>> start Dataset records

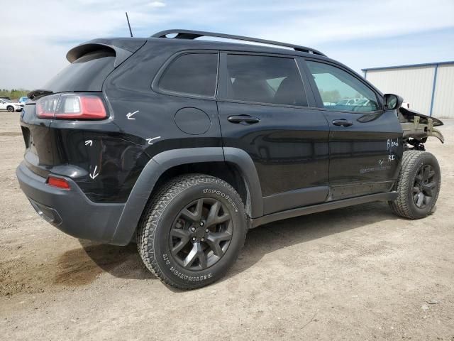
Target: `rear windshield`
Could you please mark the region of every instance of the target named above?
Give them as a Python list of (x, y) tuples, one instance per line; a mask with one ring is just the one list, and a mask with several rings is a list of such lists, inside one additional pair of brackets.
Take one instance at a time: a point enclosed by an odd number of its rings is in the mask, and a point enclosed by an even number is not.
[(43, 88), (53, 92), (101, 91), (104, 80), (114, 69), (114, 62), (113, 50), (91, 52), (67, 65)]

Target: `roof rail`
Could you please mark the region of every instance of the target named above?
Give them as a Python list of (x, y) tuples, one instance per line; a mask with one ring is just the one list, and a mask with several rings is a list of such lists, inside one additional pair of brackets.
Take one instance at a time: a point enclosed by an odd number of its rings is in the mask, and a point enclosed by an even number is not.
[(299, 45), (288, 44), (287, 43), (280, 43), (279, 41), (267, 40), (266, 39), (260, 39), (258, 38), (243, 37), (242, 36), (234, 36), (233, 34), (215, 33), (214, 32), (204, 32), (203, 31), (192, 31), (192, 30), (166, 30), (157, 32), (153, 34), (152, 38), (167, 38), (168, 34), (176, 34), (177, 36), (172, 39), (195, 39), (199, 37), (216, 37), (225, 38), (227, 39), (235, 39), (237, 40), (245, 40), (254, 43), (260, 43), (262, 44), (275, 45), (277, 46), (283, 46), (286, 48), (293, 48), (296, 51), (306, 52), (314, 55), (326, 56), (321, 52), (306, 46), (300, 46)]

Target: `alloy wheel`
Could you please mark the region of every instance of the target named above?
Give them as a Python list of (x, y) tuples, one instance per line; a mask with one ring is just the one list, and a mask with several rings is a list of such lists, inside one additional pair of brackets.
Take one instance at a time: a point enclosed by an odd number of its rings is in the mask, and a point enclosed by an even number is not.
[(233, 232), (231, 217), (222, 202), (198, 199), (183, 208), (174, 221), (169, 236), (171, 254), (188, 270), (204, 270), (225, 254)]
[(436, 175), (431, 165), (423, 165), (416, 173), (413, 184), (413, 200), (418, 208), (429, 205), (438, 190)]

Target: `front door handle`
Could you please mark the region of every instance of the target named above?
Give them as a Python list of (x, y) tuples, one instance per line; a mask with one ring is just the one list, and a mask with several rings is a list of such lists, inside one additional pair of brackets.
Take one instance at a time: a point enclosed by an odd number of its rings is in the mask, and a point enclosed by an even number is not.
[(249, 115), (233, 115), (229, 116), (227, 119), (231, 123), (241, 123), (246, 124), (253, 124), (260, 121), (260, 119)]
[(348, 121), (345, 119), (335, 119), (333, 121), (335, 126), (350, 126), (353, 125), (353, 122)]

>> end Dataset records

What to work on.
Put the listing, from its start through the line containing "52), (67, 65)]", into a Markdown table with the columns Row and Line, skipping any blank lines and leaving out the picture.

Response.
| Row | Line |
|---|---|
| 1 | Target: `rear windshield` |
| 2 | Could you please mark the region of every instance of the target named above? |
| 3 | Give them as a Python list of (x, y) tuples, one instance per line; a mask with one ring is just the one list, and a mask with several rings is a list of such lists, inside one additional pair of brackets. |
| 4 | Take one instance at a time: a point enclosed by an odd number of its rings is in the mask, and a point enclosed by an even number is not. |
| 5 | [(43, 88), (53, 92), (101, 91), (104, 80), (114, 69), (114, 62), (113, 50), (91, 52), (67, 65)] |